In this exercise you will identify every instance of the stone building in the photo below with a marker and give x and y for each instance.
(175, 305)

--

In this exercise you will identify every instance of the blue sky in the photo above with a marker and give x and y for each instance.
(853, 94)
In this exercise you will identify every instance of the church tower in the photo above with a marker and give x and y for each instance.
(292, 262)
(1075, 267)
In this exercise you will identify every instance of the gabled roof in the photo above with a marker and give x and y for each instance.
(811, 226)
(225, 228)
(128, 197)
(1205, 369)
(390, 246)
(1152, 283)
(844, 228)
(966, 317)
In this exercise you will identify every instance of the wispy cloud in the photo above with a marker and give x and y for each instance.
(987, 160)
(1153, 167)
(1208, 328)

CHALLENGE >> Please quote the lines of the listing word for word, beginning at the line that contains "In this exercise you will identify every instance of the blue" and stopping after the line that contains "(1208, 328)".

REPLY >>
In this exercise you will identify every instance of the blue sky in the photo above with a marker and give x and y for each instance.
(853, 94)
In this exercise you will identify every instance of the church tower in the photo above with a marker and give x and y for each instance.
(292, 262)
(1075, 267)
In this exercise you will identify every instance of the gabled roof in the photo above with a marker and give x and y for each instance.
(811, 226)
(225, 228)
(128, 197)
(1205, 369)
(390, 246)
(1152, 283)
(844, 228)
(966, 317)
In this exercise you will identify every instance of the wispy cloud in the photo above with a marker and give x and y for each instance.
(987, 160)
(1153, 167)
(1208, 328)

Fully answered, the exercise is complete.